• [AIM OF THE TASK] Return every line below as is, leaving out the pictures.

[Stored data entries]
****

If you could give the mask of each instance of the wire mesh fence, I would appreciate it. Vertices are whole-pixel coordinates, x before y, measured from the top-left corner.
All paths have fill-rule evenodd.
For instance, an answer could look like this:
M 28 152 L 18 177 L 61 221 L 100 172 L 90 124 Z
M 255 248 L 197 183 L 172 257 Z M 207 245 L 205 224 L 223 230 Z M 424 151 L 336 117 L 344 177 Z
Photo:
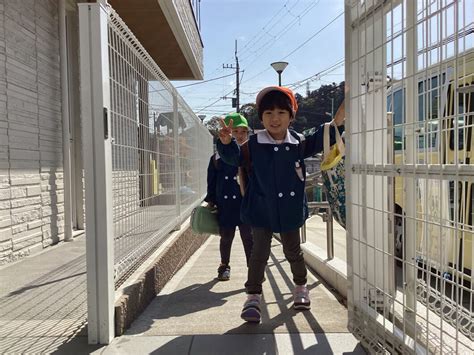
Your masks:
M 117 283 L 202 201 L 212 138 L 133 33 L 109 10 Z
M 474 3 L 346 2 L 350 327 L 474 352 Z

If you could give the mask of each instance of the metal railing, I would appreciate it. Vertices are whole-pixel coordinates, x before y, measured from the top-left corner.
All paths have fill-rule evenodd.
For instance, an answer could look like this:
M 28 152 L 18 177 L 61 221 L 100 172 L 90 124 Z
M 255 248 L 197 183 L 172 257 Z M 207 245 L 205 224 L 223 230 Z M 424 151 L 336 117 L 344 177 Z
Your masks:
M 309 174 L 306 177 L 306 185 L 305 191 L 306 195 L 308 196 L 308 191 L 317 188 L 320 192 L 320 200 L 321 201 L 309 201 L 308 202 L 308 209 L 309 215 L 318 215 L 323 219 L 323 222 L 326 223 L 326 252 L 328 260 L 334 258 L 334 229 L 333 229 L 333 218 L 332 218 L 332 211 L 329 205 L 329 202 L 323 200 L 323 182 L 321 172 L 315 172 Z M 314 194 L 313 194 L 314 195 Z M 321 212 L 323 210 L 323 212 Z M 302 243 L 306 242 L 306 223 L 301 228 L 301 241 Z
M 472 1 L 345 2 L 349 328 L 474 353 Z
M 212 139 L 109 9 L 116 282 L 202 201 Z
M 114 290 L 206 191 L 212 137 L 105 2 L 79 4 L 88 336 L 114 336 Z

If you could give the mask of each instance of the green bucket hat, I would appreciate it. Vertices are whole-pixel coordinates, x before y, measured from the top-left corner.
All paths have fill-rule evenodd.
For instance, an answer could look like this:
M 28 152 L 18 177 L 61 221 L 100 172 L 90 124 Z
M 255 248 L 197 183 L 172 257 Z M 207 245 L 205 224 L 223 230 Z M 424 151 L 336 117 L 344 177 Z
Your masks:
M 247 119 L 242 116 L 240 113 L 234 112 L 234 113 L 229 113 L 227 116 L 224 118 L 224 122 L 226 125 L 229 124 L 230 120 L 232 120 L 233 124 L 232 127 L 245 127 L 249 128 L 249 124 L 247 122 Z

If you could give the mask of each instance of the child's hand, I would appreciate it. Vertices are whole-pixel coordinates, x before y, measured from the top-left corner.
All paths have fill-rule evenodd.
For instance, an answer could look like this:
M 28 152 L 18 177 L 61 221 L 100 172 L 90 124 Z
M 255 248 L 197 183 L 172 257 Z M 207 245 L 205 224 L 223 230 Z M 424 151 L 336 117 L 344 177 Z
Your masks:
M 219 139 L 222 144 L 229 144 L 232 141 L 232 125 L 234 124 L 233 120 L 229 121 L 229 125 L 225 124 L 223 118 L 220 119 L 221 129 L 219 130 Z
M 336 125 L 341 126 L 344 124 L 345 118 L 346 118 L 346 109 L 344 106 L 344 101 L 342 101 L 342 104 L 339 106 L 336 114 L 334 115 L 334 122 L 336 123 Z

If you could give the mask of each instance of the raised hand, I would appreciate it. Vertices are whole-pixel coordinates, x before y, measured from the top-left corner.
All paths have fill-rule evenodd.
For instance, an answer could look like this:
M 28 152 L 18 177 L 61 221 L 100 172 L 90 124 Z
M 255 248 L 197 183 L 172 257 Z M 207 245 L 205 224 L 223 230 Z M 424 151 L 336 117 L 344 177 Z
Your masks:
M 220 119 L 221 129 L 219 130 L 219 139 L 222 144 L 229 144 L 232 141 L 232 126 L 234 121 L 231 119 L 226 125 L 223 118 Z

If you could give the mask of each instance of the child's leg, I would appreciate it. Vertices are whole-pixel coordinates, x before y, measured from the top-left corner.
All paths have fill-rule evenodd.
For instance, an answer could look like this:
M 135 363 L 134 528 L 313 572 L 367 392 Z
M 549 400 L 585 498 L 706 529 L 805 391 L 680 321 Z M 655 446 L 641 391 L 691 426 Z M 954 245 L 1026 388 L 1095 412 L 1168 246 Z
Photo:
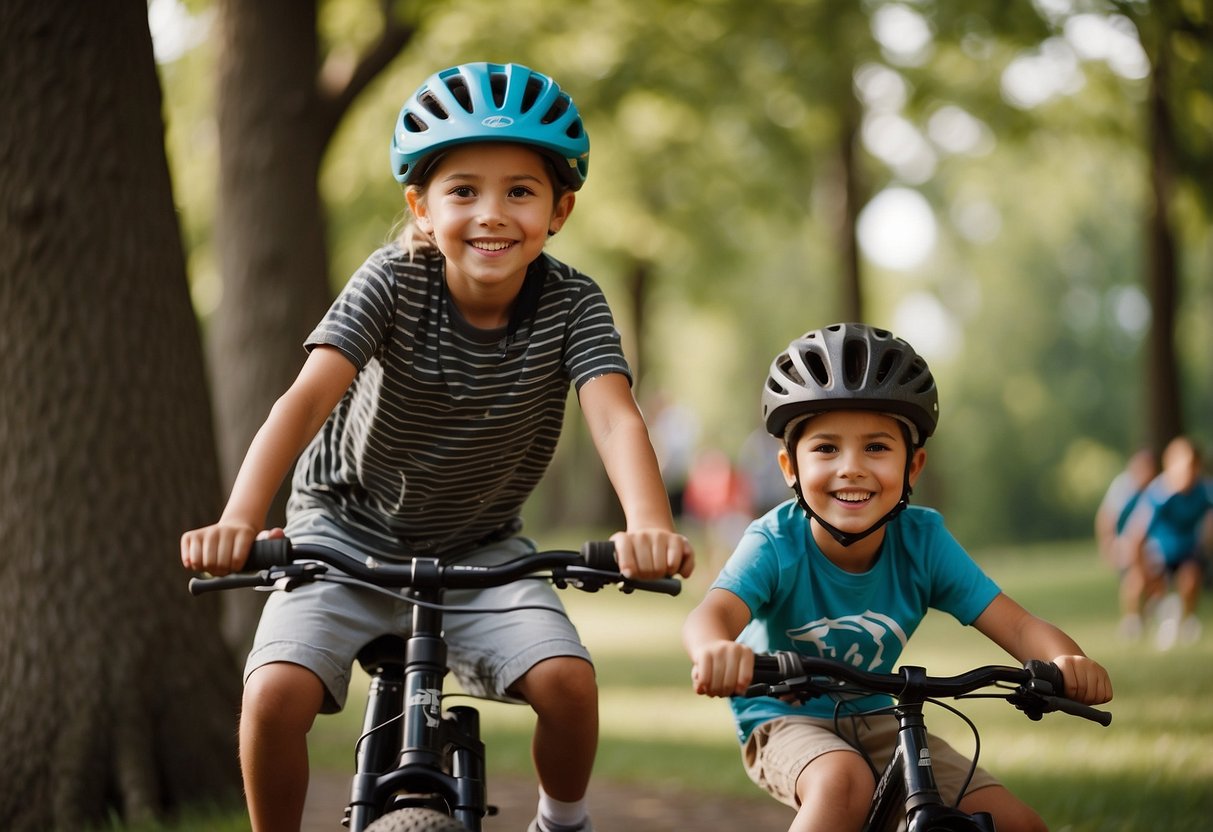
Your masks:
M 598 685 L 589 662 L 546 659 L 528 670 L 512 692 L 538 717 L 531 753 L 539 786 L 565 803 L 585 798 L 598 750 Z
M 1201 584 L 1204 581 L 1204 571 L 1201 569 L 1199 558 L 1188 558 L 1175 570 L 1175 592 L 1183 603 L 1181 615 L 1185 618 L 1196 614 L 1196 605 L 1200 601 Z
M 469 555 L 467 563 L 511 560 L 533 551 L 521 538 Z M 446 618 L 448 664 L 475 696 L 525 701 L 537 716 L 531 753 L 541 789 L 544 827 L 578 826 L 598 750 L 598 686 L 590 654 L 552 586 L 508 586 L 448 592 L 465 611 Z M 469 614 L 467 608 L 509 612 Z M 546 608 L 546 609 L 545 609 Z
M 1048 832 L 1049 829 L 1031 806 L 1011 794 L 1005 786 L 986 786 L 969 792 L 960 801 L 960 808 L 969 814 L 989 812 L 998 832 Z
M 307 797 L 307 733 L 324 685 L 297 664 L 252 672 L 240 714 L 240 768 L 254 832 L 298 830 Z
M 846 832 L 862 828 L 875 788 L 872 770 L 858 753 L 822 754 L 796 778 L 800 808 L 788 832 Z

****

• [THE COMPLETED TASK]
If you could give the mask of each instance of the wire mesh fence, I would appreciate it. Vertices are whole-pixel coordinates, x before y, measured from the top-left corner.
All paths have fill-rule evenodd.
For instance, an answer could look like this:
M 28 152 L 18 177 L 61 221 L 100 172 L 90 124 Z
M 255 248 L 197 183 L 172 257 Z M 207 245 L 205 224 L 223 230 Z M 424 151 L 336 117 L 344 177 Z
Photo:
Your masks:
M 117 283 L 202 201 L 212 138 L 133 33 L 109 10 Z
M 474 3 L 346 2 L 350 327 L 474 352 Z

If you could give the mask of each instance of the metal railing, I would appreciate it. Vertices are whole-pixel coordinates, x before y, measured from the top-left corner.
All paths have fill-rule evenodd.
For instance, an answer could look like this:
M 28 152 L 18 177 L 61 221 L 100 172 L 90 124 Z
M 255 248 L 197 183 L 172 257 Z M 207 245 L 205 224 L 223 230 Z M 424 151 L 336 117 L 344 177 Z
Your masks:
M 309 174 L 306 177 L 306 185 L 305 191 L 306 195 L 308 196 L 308 191 L 317 188 L 320 192 L 320 200 L 321 201 L 309 201 L 308 202 L 308 209 L 309 215 L 318 215 L 323 219 L 323 222 L 326 223 L 326 252 L 328 260 L 334 258 L 334 229 L 333 229 L 333 218 L 332 218 L 332 211 L 329 205 L 329 202 L 323 200 L 323 182 L 321 172 L 315 172 Z M 314 194 L 313 194 L 314 195 Z M 321 212 L 323 210 L 323 212 Z M 302 243 L 306 242 L 306 223 L 301 228 L 301 241 Z
M 472 1 L 345 2 L 349 328 L 474 353 Z
M 212 139 L 109 9 L 116 282 L 202 201 Z
M 114 290 L 206 191 L 212 137 L 105 2 L 79 4 L 88 336 L 114 336 Z

If you could give the mask of each instance of the green bucket hat, I would appreciate it. Vertices are whole-pixel coordinates, x before y, measured from the top-left corner.
All paths have fill-rule evenodd.
For instance, an answer could look like this:
M 28 152 L 18 177 L 61 221 L 100 172 L 90 124 Z
M 255 248 L 197 183 L 172 257 Z M 207 245 L 205 224 L 223 230 Z M 424 151 L 336 117 L 344 177 Z
Your masks:
M 247 119 L 242 116 L 240 113 L 234 112 L 234 113 L 229 113 L 227 116 L 224 118 L 224 122 L 226 125 L 229 124 L 230 120 L 232 120 L 233 124 L 232 127 L 245 127 L 249 128 L 249 124 L 247 122 Z

If you could give the mask of each instance of the child's hand, I would appreciate it. Vertices are whole-pixel coordinates, x before y, measured from the top-left corner.
All paths have fill-rule evenodd.
For instance, an answer could look like this:
M 28 152 L 18 177 L 61 221 L 100 172 L 90 124 Z
M 255 248 L 197 183 L 172 257 Z M 207 245 L 205 224 L 223 230 Z M 424 151 L 336 117 L 344 177 Z
Your masks:
M 219 139 L 222 144 L 229 144 L 232 141 L 232 125 L 234 124 L 233 120 L 229 121 L 229 125 L 225 124 L 223 118 L 220 119 L 221 129 L 219 130 Z
M 336 125 L 341 126 L 344 124 L 345 118 L 346 118 L 346 109 L 344 106 L 344 101 L 342 101 L 342 104 L 339 106 L 336 114 L 334 115 L 334 122 L 336 123 Z

If you could give the mask of each instance of the raised hand, I would appreciate it. Vertices are whole-pixel coordinates, x before y, measured from the top-left corner.
All paths have fill-rule evenodd.
For instance, an answer could look like this:
M 28 152 L 18 177 L 61 221 L 100 172 L 90 124 Z
M 255 248 L 197 183 L 172 257 Z M 207 245 L 205 224 L 223 230 Z M 424 151 L 336 117 L 344 177 Z
Your masks:
M 220 119 L 221 129 L 219 130 L 219 139 L 222 144 L 229 144 L 232 141 L 232 126 L 234 121 L 231 119 L 226 125 L 223 118 Z

If you could give the mask of each instance of the child's leg, I would appreciate it. Vertices are whole-pixel coordinates, x before y, measured from the top-left corner.
All paths have fill-rule evenodd.
For instance, an answer could look like this:
M 135 363 L 134 528 L 313 572 L 367 392 Z
M 549 400 L 585 498 L 706 529 L 805 391 L 680 321 Z M 655 446 L 641 391 L 691 426 Z M 954 245 L 1026 388 L 1095 412 L 1168 246 Z
Photo:
Your masks:
M 598 685 L 589 662 L 546 659 L 528 670 L 512 692 L 538 717 L 531 753 L 539 786 L 565 803 L 585 798 L 598 750 Z
M 1201 584 L 1204 581 L 1204 571 L 1201 569 L 1199 558 L 1188 558 L 1175 570 L 1175 592 L 1183 603 L 1181 615 L 1185 618 L 1196 614 L 1196 605 L 1200 601 Z
M 469 555 L 467 563 L 511 560 L 533 551 L 521 538 Z M 446 618 L 448 664 L 475 696 L 525 701 L 537 716 L 531 753 L 541 789 L 544 827 L 578 826 L 598 750 L 598 686 L 590 654 L 552 586 L 508 586 L 448 592 L 465 611 Z M 469 614 L 467 608 L 509 612 Z M 546 608 L 546 609 L 545 609 Z
M 1048 832 L 1049 829 L 1031 806 L 1011 794 L 1005 786 L 986 786 L 969 792 L 960 801 L 960 808 L 969 814 L 989 812 L 998 832 Z
M 307 797 L 307 733 L 324 685 L 297 664 L 252 672 L 240 714 L 240 768 L 254 832 L 298 830 Z
M 846 832 L 862 828 L 875 788 L 872 770 L 858 753 L 822 754 L 796 778 L 800 808 L 788 832 Z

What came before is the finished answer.